• [Exercise instructions] Render the lines below as a numbered list, omitting any blank lines. Leave the pictures out of your answer.
++++ Dataset content ++++
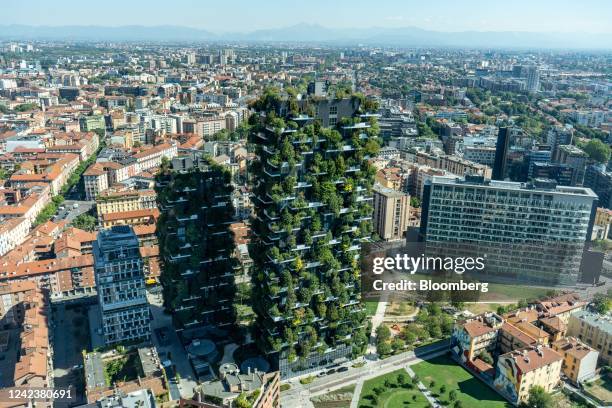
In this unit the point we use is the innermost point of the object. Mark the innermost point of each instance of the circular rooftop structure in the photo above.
(255, 363)
(202, 348)
(228, 368)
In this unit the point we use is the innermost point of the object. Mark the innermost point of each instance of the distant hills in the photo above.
(312, 33)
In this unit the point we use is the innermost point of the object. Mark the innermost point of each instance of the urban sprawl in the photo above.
(183, 225)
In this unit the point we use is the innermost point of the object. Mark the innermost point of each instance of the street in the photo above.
(171, 349)
(67, 210)
(300, 394)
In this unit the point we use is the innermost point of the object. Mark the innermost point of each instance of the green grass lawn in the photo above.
(371, 307)
(498, 291)
(393, 395)
(601, 388)
(470, 391)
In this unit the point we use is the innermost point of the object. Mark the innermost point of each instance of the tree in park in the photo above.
(598, 150)
(538, 398)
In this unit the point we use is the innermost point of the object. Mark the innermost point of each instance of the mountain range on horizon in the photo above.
(313, 33)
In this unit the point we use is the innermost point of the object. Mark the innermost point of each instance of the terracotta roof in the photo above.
(476, 328)
(518, 334)
(148, 212)
(532, 358)
(95, 169)
(573, 347)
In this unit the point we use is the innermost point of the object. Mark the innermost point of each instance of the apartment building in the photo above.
(531, 232)
(232, 383)
(150, 158)
(579, 360)
(61, 277)
(13, 232)
(196, 245)
(145, 216)
(453, 164)
(120, 282)
(391, 213)
(593, 329)
(520, 370)
(95, 181)
(121, 201)
(55, 174)
(599, 180)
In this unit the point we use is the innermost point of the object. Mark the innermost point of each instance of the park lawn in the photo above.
(503, 292)
(371, 307)
(470, 390)
(396, 308)
(479, 308)
(392, 396)
(601, 388)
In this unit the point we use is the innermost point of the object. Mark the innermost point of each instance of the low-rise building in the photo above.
(579, 360)
(520, 370)
(262, 390)
(593, 329)
(391, 213)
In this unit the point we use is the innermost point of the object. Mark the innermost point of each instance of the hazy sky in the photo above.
(592, 16)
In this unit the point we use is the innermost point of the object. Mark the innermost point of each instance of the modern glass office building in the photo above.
(121, 286)
(528, 232)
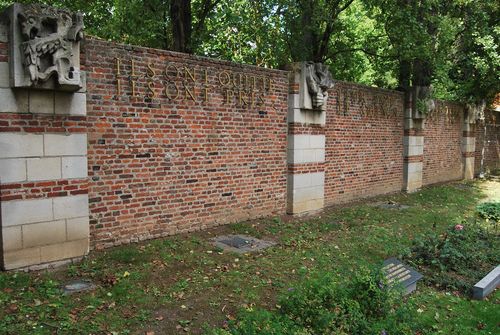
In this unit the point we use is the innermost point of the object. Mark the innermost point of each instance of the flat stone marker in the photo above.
(398, 273)
(391, 205)
(77, 286)
(241, 243)
(487, 285)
++++
• [Exercise response]
1. In this unit the point we use is the innermost point of the object. Mark the innermost point of each instance of the circular rooftop structure in the photo above.
2. (255, 363)
3. (202, 348)
4. (228, 368)
5. In this unit the point we use is the innermost point of the object. Mark the innermost point of each instance of the distant hills in the photo above.
6. (312, 33)
7. In this unit the point we use is the innermost point of the object. Mark the innermost point of each instance of the urban sprawl in the photo above.
8. (183, 225)
9. In this unit the point we use is the innermost point of the object. Mark the innermost point of each instance of the street in the photo above.
10. (171, 349)
11. (67, 210)
12. (300, 394)
13. In this unit the point we use is the innermost point of the object. Mark the innermost point of each instance of the green grass lawn in the photo above.
14. (371, 307)
15. (498, 291)
16. (393, 395)
17. (601, 388)
18. (470, 391)
19. In this unit the point we use is the innermost point of the object. Mark the innermost point of each instance of the tree in park in the photo above.
20. (598, 150)
21. (538, 398)
22. In this unit the point we use is the innermost point of the object. Mark the innermost point of each instance of the mountain range on horizon in the photo above.
23. (313, 33)
24. In this unit the point we use is the innermost point of the object. Mark the innermost point of each instance of the terracotta roof in the photo above.
25. (476, 328)
26. (518, 334)
27. (148, 212)
28. (532, 358)
29. (95, 169)
30. (573, 347)
31. In this unit the point we use is the innermost point of the object. Mark the innermost point of each instance of the apartment building in the photo above.
32. (531, 232)
33. (232, 383)
34. (150, 158)
35. (579, 360)
36. (61, 277)
37. (13, 232)
38. (196, 245)
39. (145, 216)
40. (453, 164)
41. (120, 282)
42. (391, 213)
43. (593, 329)
44. (520, 370)
45. (95, 181)
46. (121, 201)
47. (55, 174)
48. (599, 180)
49. In this unit the point we use is the innermost point of the object. Mark the innermost point of each instance of the park lawn in the photo above.
50. (503, 292)
51. (371, 307)
52. (470, 390)
53. (396, 308)
54. (479, 308)
55. (392, 396)
56. (601, 388)
57. In this unit the point we use is the innermost point of the object. Mark the innermost point of each instance of the low-rise building in the photo above.
58. (579, 360)
59. (520, 370)
60. (262, 390)
61. (593, 329)
62. (391, 213)
63. In this unit the point we use is the innermost point of the object. Mark the innermost point of each instance of the hazy sky in the photo above.
64. (592, 16)
65. In this unit the point we use is the innermost point of the object. Mark the innermost point of each instance of the modern glass office building in the photo above.
66. (121, 286)
67. (528, 232)
68. In this unit the point we use is the innermost point of the object. Mark the innermost point of each instance of the flat stone marker in the photo above.
69. (398, 273)
70. (391, 205)
71. (77, 286)
72. (241, 243)
73. (487, 285)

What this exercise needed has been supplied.